Would you count the lines in the entries below that contain "blue"? Reply with the number only.

/---

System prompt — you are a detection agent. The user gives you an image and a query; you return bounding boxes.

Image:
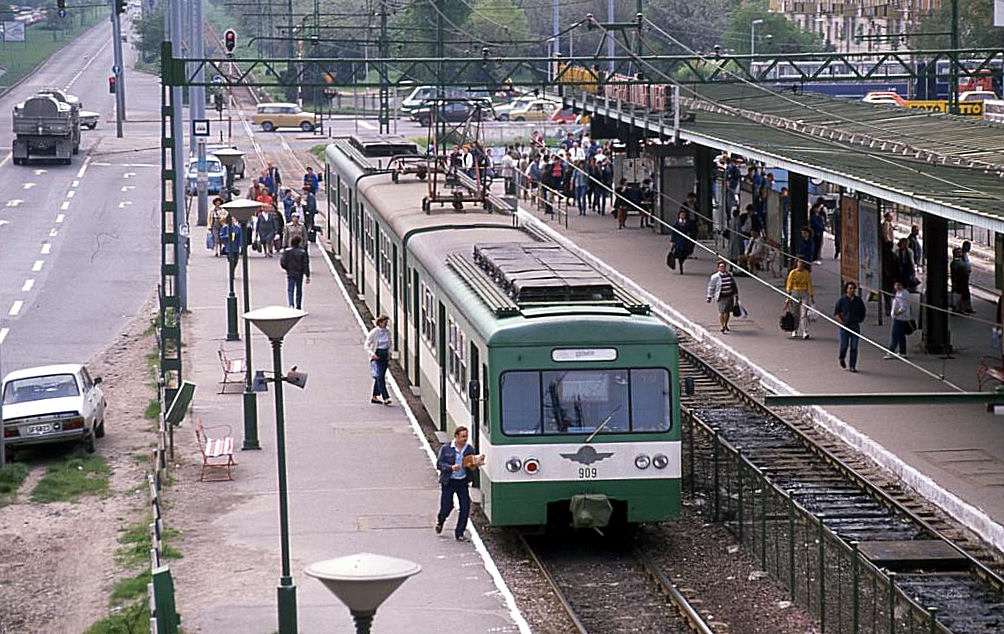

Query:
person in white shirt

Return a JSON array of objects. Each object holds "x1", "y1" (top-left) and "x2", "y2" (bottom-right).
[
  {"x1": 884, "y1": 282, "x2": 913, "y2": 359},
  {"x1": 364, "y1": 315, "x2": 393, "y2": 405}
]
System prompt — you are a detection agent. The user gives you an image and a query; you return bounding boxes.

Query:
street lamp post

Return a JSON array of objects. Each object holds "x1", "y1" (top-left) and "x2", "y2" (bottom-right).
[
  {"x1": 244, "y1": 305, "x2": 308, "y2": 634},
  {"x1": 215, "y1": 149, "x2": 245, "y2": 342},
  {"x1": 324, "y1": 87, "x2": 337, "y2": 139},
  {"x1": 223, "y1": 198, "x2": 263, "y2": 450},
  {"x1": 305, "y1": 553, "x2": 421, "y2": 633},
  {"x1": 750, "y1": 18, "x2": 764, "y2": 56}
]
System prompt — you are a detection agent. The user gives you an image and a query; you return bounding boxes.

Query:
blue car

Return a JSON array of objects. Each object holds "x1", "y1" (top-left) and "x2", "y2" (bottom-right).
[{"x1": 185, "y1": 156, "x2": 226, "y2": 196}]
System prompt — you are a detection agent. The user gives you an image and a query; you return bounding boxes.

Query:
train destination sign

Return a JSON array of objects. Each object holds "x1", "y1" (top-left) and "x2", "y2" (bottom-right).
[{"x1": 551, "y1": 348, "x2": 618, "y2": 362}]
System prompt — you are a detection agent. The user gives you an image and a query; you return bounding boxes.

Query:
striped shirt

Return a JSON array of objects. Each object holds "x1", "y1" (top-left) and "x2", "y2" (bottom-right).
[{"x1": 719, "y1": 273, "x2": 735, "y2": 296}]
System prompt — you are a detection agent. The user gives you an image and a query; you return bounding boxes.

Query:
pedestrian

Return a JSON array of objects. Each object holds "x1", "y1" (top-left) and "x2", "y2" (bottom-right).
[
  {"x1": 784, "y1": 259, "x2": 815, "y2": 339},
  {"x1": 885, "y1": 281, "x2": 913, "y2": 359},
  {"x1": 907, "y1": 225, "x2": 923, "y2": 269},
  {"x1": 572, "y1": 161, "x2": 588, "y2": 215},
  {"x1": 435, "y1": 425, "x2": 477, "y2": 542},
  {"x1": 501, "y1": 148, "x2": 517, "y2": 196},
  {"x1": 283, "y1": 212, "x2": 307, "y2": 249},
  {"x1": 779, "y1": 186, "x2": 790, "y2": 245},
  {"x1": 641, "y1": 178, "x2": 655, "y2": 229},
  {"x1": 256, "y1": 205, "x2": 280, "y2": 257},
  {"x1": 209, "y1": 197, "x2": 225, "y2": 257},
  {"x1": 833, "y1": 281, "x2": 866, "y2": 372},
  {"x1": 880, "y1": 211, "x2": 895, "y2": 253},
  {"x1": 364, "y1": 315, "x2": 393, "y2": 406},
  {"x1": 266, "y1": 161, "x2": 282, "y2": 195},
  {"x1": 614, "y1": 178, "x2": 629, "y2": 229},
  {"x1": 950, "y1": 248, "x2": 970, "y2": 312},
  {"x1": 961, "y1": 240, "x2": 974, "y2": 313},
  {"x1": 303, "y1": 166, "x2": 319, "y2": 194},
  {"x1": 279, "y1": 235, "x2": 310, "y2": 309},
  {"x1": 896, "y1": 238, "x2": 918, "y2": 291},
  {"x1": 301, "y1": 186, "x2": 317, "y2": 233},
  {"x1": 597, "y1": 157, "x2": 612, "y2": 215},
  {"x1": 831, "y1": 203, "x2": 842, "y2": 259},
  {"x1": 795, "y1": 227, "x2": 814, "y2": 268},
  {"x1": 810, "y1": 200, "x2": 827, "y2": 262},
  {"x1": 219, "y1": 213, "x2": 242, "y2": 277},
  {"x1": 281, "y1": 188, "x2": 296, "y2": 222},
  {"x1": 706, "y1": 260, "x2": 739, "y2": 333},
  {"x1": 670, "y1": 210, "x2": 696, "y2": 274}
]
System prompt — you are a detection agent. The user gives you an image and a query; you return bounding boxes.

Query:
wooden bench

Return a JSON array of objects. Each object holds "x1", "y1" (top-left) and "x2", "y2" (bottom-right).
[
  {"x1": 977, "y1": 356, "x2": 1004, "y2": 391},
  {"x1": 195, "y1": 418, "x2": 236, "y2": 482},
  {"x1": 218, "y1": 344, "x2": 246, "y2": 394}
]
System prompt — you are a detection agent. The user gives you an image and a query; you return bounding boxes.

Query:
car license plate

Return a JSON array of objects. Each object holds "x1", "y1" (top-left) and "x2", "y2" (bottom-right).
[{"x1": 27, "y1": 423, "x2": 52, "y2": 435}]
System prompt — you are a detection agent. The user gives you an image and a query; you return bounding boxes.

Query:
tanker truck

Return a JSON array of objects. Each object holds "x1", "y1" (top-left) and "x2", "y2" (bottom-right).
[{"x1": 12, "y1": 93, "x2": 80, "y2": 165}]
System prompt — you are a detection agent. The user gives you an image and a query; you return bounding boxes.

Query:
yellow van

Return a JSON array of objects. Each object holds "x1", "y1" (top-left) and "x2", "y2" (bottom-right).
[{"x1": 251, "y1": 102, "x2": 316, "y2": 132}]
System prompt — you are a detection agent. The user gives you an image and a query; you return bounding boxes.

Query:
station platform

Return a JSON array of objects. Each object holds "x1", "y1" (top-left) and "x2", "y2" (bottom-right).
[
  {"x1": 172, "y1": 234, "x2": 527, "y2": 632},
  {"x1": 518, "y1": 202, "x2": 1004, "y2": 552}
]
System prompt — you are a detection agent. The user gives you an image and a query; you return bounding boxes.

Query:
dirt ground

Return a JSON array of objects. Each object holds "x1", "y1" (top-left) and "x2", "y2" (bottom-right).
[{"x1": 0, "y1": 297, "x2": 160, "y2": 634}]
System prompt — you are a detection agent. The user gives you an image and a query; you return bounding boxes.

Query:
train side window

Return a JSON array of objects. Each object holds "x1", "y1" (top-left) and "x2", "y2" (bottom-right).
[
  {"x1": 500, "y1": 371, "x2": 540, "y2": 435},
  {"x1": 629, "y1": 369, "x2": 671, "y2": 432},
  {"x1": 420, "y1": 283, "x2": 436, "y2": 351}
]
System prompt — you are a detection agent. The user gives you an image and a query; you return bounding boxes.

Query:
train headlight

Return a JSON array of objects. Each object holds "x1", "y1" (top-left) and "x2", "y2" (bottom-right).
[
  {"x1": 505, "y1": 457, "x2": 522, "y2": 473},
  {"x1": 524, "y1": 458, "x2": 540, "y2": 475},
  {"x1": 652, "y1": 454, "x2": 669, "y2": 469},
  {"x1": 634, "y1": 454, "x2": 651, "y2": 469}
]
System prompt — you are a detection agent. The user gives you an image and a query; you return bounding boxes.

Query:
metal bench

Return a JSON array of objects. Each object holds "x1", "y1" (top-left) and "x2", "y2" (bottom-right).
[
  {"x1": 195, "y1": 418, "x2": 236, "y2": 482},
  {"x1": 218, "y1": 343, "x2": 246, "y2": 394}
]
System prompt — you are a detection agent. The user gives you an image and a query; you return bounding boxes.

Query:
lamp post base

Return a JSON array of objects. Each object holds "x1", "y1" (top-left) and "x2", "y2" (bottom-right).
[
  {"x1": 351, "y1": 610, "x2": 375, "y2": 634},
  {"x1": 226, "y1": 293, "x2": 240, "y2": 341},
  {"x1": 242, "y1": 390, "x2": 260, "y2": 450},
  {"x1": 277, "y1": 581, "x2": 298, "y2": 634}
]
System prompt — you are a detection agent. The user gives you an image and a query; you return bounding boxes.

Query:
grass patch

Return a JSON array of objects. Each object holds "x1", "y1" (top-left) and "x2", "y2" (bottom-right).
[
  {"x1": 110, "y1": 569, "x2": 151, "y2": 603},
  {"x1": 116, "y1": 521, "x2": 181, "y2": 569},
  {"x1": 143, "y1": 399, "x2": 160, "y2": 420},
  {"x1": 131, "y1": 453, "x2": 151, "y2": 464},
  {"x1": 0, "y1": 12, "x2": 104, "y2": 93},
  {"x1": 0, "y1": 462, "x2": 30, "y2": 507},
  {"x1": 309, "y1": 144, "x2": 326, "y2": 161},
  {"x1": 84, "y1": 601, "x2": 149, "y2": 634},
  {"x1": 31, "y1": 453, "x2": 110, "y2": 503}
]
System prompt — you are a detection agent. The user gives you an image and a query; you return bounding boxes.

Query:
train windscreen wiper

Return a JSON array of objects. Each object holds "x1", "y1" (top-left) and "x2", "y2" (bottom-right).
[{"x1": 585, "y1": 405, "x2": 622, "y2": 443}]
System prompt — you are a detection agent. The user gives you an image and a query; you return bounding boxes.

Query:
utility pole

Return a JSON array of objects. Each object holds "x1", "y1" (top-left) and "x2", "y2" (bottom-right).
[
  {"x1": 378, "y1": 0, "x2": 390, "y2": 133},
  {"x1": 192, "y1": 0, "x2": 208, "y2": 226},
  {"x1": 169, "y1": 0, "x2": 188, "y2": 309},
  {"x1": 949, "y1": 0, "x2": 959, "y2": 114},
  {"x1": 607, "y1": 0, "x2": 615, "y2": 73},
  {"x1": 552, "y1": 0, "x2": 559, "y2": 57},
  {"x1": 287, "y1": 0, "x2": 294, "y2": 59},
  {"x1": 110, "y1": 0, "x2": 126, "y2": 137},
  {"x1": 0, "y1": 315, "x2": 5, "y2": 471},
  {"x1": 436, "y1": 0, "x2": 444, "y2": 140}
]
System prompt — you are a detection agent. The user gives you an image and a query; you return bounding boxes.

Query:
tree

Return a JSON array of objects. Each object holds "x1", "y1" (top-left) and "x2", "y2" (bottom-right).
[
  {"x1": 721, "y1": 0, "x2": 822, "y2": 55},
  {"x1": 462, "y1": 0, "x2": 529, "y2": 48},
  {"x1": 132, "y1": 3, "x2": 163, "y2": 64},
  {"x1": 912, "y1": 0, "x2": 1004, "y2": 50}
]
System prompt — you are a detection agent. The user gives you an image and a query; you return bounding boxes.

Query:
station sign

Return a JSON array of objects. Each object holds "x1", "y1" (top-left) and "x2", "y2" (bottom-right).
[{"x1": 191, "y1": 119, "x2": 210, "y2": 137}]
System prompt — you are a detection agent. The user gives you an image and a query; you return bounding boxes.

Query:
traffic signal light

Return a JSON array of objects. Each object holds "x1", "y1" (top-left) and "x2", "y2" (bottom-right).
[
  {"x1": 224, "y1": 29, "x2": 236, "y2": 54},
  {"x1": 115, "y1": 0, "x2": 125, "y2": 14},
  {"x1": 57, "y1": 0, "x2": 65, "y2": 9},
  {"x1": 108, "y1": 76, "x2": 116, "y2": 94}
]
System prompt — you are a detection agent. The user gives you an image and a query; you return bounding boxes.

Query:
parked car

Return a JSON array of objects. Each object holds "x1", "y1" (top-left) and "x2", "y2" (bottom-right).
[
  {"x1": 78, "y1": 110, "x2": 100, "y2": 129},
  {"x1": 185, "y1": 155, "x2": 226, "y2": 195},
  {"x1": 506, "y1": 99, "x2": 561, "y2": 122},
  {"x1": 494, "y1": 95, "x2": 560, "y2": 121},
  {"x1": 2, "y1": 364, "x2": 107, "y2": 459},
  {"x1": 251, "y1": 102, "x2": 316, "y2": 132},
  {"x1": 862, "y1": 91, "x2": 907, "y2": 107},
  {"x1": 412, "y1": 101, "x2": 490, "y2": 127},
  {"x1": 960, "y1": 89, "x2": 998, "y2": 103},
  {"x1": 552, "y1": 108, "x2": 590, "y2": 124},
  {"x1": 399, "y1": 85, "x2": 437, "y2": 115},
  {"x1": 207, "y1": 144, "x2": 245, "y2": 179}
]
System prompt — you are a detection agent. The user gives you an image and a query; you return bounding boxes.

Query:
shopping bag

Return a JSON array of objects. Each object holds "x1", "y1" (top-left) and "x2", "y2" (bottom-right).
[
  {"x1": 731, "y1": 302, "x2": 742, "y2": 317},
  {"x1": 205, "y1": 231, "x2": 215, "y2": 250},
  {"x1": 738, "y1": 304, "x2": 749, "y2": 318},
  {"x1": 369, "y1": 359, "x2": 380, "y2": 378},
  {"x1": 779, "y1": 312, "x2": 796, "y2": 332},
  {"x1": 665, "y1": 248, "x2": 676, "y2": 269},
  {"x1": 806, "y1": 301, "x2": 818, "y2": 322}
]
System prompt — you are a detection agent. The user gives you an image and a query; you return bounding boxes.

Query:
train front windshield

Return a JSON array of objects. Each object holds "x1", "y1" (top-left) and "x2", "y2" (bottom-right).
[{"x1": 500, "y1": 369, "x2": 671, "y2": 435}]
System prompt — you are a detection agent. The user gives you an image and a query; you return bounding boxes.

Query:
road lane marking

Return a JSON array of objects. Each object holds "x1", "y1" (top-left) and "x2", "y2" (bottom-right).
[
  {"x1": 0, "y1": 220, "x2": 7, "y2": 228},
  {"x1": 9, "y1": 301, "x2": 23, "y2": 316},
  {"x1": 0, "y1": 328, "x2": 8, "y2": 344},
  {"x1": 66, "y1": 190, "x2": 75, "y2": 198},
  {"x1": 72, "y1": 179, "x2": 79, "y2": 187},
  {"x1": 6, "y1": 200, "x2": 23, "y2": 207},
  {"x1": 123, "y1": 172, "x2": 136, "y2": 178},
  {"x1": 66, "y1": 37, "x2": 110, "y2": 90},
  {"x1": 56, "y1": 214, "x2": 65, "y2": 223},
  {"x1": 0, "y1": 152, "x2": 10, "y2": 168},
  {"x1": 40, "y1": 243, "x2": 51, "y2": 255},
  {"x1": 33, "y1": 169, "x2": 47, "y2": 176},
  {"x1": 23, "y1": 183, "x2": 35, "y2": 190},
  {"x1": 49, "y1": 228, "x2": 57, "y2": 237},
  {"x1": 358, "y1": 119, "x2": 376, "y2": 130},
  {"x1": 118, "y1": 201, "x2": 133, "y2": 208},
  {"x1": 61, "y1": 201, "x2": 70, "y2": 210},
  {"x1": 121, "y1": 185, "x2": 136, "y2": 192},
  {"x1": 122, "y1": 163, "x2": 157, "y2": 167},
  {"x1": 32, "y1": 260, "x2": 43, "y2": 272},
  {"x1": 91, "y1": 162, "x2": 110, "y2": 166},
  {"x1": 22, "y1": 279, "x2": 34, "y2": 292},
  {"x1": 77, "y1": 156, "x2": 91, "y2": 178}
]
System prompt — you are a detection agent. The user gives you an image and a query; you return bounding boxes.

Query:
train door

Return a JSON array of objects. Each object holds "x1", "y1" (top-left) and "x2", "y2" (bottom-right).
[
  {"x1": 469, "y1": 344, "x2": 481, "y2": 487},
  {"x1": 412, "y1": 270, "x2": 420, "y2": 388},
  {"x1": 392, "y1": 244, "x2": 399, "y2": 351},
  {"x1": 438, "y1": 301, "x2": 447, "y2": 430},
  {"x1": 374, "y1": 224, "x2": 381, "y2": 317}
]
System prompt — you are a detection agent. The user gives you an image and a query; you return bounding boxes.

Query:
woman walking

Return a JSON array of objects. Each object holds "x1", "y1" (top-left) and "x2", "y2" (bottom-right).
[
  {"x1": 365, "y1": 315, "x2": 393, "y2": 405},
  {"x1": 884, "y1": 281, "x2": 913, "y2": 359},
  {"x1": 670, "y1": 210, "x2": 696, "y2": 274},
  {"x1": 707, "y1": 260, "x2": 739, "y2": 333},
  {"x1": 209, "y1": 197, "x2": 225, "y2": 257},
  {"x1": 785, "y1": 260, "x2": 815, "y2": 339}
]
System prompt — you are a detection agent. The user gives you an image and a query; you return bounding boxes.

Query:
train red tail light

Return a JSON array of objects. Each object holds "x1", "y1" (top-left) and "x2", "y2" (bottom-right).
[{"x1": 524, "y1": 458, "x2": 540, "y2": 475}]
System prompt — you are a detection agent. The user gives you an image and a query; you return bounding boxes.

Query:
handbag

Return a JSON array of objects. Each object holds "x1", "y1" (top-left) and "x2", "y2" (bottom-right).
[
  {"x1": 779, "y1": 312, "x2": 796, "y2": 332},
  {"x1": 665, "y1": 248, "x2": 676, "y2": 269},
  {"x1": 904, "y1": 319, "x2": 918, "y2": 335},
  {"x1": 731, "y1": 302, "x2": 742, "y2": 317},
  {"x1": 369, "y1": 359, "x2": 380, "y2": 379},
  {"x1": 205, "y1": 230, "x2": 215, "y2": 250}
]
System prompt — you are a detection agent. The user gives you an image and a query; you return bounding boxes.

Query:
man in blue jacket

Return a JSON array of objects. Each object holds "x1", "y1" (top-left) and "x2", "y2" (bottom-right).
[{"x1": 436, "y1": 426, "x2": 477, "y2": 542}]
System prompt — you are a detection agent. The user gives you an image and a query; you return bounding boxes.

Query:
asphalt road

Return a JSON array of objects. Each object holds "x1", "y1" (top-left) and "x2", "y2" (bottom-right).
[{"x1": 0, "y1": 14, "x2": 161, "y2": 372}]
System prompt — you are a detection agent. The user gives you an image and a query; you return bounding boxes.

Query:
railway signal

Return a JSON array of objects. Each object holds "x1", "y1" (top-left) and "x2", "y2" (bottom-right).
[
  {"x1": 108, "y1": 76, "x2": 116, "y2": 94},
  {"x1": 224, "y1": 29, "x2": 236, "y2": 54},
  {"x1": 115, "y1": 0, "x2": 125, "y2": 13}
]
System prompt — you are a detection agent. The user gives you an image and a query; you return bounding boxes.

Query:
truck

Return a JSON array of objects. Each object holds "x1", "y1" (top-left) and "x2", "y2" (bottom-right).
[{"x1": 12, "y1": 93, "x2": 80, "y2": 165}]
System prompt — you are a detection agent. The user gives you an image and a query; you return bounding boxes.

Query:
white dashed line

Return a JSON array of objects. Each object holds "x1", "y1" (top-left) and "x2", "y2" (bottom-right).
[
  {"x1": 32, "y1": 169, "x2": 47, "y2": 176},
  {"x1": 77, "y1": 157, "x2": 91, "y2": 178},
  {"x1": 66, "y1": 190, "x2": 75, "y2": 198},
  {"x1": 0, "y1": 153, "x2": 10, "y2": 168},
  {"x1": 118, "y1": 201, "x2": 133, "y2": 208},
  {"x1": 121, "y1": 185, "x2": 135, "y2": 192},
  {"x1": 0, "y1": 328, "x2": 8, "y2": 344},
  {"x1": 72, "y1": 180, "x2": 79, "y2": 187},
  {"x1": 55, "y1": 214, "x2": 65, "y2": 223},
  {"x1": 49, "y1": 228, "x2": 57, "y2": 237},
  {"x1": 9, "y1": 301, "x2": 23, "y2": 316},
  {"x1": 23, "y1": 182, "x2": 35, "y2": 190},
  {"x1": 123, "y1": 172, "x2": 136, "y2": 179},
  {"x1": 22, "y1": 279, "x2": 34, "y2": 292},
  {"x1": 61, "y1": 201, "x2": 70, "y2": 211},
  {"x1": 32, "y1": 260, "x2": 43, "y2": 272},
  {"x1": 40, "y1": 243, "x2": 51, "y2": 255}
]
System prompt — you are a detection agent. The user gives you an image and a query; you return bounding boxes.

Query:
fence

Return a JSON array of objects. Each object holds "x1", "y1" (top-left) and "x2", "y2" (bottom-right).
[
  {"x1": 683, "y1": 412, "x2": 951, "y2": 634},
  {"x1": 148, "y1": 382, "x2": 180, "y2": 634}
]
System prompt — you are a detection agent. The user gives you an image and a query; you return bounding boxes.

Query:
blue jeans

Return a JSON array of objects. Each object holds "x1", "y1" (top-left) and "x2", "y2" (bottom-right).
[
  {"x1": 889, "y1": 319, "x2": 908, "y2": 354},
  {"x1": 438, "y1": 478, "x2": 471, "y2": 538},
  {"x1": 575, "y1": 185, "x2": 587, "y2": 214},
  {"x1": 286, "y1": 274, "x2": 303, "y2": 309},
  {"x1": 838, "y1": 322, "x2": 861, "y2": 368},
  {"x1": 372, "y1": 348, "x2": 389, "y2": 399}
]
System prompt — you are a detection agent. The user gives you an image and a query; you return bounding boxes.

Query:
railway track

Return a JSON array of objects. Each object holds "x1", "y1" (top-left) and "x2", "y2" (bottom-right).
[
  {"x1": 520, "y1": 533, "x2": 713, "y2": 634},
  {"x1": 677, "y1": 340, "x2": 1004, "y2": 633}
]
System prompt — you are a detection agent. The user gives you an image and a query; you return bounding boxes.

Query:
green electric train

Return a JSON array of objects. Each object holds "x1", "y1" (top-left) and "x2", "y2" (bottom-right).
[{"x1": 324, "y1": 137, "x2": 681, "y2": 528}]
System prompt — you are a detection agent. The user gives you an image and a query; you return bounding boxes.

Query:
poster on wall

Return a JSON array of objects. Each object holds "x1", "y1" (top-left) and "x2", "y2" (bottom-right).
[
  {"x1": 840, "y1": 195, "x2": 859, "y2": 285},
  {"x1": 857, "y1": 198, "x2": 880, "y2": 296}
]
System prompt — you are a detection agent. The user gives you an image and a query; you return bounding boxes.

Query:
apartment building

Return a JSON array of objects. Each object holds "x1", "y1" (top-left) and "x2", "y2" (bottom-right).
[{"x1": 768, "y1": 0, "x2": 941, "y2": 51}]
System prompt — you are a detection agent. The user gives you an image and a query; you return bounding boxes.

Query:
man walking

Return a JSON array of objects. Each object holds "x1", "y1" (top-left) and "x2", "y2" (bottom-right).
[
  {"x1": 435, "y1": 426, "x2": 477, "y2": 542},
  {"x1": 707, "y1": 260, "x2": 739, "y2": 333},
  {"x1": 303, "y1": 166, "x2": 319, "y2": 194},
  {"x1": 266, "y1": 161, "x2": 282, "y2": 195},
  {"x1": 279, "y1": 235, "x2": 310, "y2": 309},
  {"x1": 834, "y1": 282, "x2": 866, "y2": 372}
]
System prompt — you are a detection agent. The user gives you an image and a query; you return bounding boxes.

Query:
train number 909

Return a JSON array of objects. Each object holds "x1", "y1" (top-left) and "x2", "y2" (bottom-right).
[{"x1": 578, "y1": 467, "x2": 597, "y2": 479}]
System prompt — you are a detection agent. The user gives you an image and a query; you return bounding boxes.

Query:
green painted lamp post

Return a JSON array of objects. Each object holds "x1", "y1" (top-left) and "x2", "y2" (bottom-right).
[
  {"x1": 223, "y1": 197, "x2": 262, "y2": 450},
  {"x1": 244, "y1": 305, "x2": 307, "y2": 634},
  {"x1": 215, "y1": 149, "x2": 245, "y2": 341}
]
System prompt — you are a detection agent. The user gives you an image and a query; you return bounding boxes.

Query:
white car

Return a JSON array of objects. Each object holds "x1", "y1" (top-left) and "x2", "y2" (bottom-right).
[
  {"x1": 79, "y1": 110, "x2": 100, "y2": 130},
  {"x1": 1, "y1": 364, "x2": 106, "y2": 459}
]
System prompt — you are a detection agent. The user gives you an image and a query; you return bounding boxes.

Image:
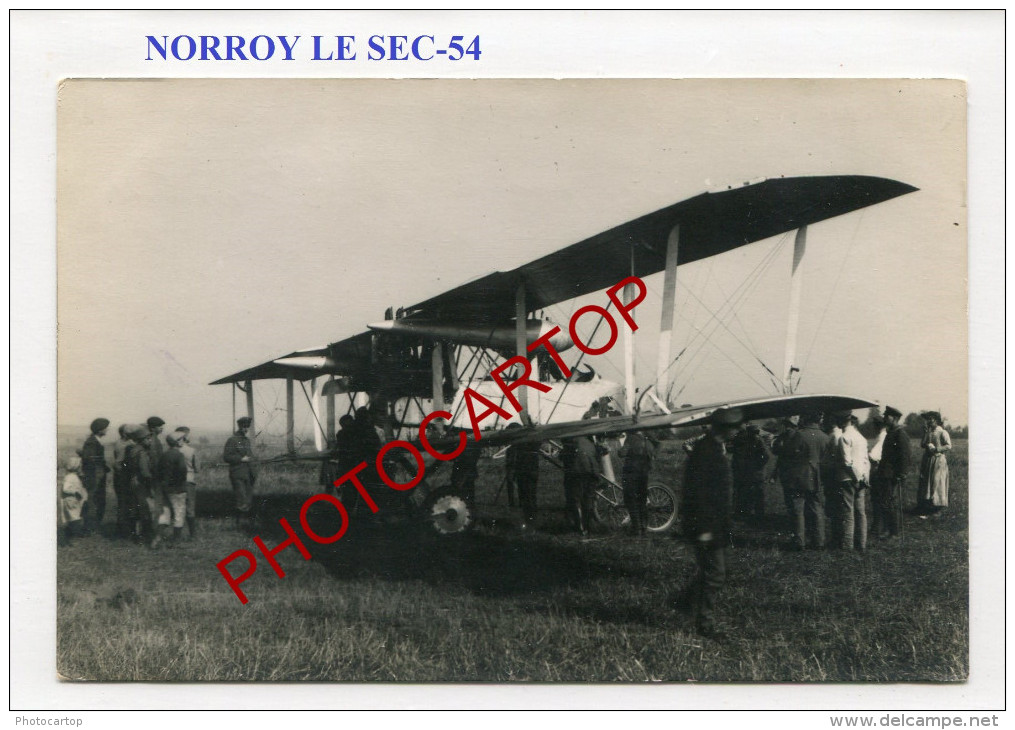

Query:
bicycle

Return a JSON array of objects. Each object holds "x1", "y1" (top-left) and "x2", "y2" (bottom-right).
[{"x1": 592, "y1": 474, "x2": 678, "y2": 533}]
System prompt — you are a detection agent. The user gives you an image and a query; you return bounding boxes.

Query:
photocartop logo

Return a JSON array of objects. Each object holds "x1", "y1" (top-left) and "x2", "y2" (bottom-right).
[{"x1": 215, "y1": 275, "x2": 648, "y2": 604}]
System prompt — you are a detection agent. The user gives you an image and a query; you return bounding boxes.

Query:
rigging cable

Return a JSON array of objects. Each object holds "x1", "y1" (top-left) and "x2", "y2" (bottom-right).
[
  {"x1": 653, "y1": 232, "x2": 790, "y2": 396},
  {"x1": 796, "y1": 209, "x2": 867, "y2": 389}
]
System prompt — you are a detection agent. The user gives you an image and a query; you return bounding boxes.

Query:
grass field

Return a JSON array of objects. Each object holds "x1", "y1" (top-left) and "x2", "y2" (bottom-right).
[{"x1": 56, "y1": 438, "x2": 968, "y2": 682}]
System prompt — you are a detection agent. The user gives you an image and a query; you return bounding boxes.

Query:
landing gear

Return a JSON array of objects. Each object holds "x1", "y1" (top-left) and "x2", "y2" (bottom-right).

\---

• REPLY: 3